++++ Records for this exercise

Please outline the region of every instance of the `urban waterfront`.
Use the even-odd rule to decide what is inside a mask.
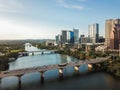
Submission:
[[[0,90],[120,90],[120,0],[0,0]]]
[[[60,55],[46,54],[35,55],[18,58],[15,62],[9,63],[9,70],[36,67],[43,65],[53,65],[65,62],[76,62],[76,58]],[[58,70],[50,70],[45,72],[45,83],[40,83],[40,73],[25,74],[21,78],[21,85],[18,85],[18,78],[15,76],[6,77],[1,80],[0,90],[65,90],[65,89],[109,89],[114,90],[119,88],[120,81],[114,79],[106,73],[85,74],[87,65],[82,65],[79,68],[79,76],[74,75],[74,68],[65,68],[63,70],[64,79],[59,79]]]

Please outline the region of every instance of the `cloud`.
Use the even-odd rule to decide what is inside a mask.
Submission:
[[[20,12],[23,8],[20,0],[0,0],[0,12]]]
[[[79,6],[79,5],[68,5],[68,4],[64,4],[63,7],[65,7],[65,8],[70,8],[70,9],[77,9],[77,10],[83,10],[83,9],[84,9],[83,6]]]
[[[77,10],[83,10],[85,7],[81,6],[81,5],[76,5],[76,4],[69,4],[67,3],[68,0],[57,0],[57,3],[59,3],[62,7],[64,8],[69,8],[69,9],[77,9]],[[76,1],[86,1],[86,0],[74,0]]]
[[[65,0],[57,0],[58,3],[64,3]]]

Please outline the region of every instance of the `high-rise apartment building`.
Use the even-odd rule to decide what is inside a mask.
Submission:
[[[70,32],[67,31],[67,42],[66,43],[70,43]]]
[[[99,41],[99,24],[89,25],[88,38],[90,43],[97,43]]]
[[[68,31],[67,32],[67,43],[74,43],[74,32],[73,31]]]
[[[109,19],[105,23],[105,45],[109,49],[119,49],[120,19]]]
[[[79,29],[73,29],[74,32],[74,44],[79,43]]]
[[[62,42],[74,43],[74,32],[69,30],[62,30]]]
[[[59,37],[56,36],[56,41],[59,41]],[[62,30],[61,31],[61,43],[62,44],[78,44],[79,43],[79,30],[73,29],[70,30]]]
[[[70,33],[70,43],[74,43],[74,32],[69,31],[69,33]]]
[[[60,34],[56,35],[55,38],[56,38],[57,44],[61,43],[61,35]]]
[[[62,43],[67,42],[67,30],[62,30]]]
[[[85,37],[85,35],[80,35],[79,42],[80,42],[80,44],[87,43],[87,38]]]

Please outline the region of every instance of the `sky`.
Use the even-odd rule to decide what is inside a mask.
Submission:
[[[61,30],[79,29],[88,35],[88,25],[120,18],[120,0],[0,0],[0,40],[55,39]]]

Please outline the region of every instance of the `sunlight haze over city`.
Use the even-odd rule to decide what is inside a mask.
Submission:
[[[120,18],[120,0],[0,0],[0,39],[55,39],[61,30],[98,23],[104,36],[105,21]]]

++++++++

#### Required work
Retype each line above exactly. Leave the images out.

#### Reply to the exercise
Please outline the region of every instance of the `urban waterfront`.
Use the even-odd rule to decide what is inside a mask.
Submission:
[[[0,90],[120,90],[120,0],[0,0]]]
[[[60,55],[46,54],[35,55],[18,58],[15,62],[9,63],[9,70],[36,67],[43,65],[53,65],[65,62],[76,62],[76,58]],[[58,70],[50,70],[45,72],[45,83],[40,83],[40,73],[25,74],[21,78],[21,85],[18,85],[18,78],[15,76],[6,77],[1,80],[0,90],[65,90],[65,89],[109,89],[114,90],[119,88],[120,81],[114,79],[106,73],[85,74],[87,65],[82,65],[79,68],[79,76],[74,75],[74,68],[65,68],[63,70],[64,79],[59,79]]]

Please outline the region of every instance of the `cloud`.
Use the even-odd rule to decide what is inside a mask.
Submission:
[[[20,12],[23,8],[20,0],[0,0],[0,12]]]
[[[79,6],[79,5],[68,5],[68,4],[64,4],[63,7],[65,7],[65,8],[70,8],[70,9],[77,9],[77,10],[83,10],[83,9],[84,9],[83,6]]]
[[[77,10],[83,10],[85,7],[81,6],[81,5],[76,5],[76,4],[69,4],[67,3],[68,0],[57,0],[57,3],[59,3],[62,7],[64,8],[69,8],[69,9],[77,9]],[[76,1],[86,1],[86,0],[74,0]]]
[[[65,0],[57,0],[58,3],[64,3]]]

Please outline the region of every instance of the `high-rise apartment building`.
Use the even-odd rule to decide what is inside a mask.
Submission:
[[[70,32],[67,31],[67,42],[66,43],[70,43]]]
[[[99,41],[99,24],[89,25],[88,38],[90,43],[97,43]]]
[[[68,31],[67,32],[67,43],[74,43],[74,32],[73,31]]]
[[[109,19],[105,23],[105,45],[109,49],[119,49],[120,19]]]
[[[79,29],[73,29],[74,32],[74,44],[79,43]]]
[[[62,42],[74,43],[74,32],[69,30],[62,30]]]
[[[59,37],[56,36],[56,41],[59,41]],[[62,30],[61,31],[61,43],[62,44],[78,44],[79,43],[79,30],[73,29],[70,30]]]
[[[70,33],[70,43],[74,43],[74,32],[69,31],[69,33]]]
[[[60,34],[56,35],[55,38],[56,38],[57,44],[61,43],[61,35]]]
[[[62,43],[67,42],[67,30],[62,30]]]
[[[85,37],[85,35],[80,35],[79,42],[80,42],[80,44],[87,43],[87,38]]]

Please outline the region of every instance of the `sky`.
Use the even-odd rule to decide what is inside a mask.
Submission:
[[[61,30],[79,29],[88,35],[88,25],[120,18],[120,0],[0,0],[0,40],[55,39]]]

Please outline the region of every instance of the `sunlight haze over city`.
Use the even-odd rule to decide what is inside a mask.
Submission:
[[[120,18],[120,0],[0,0],[0,39],[55,39],[61,30],[98,23],[104,36],[105,21]]]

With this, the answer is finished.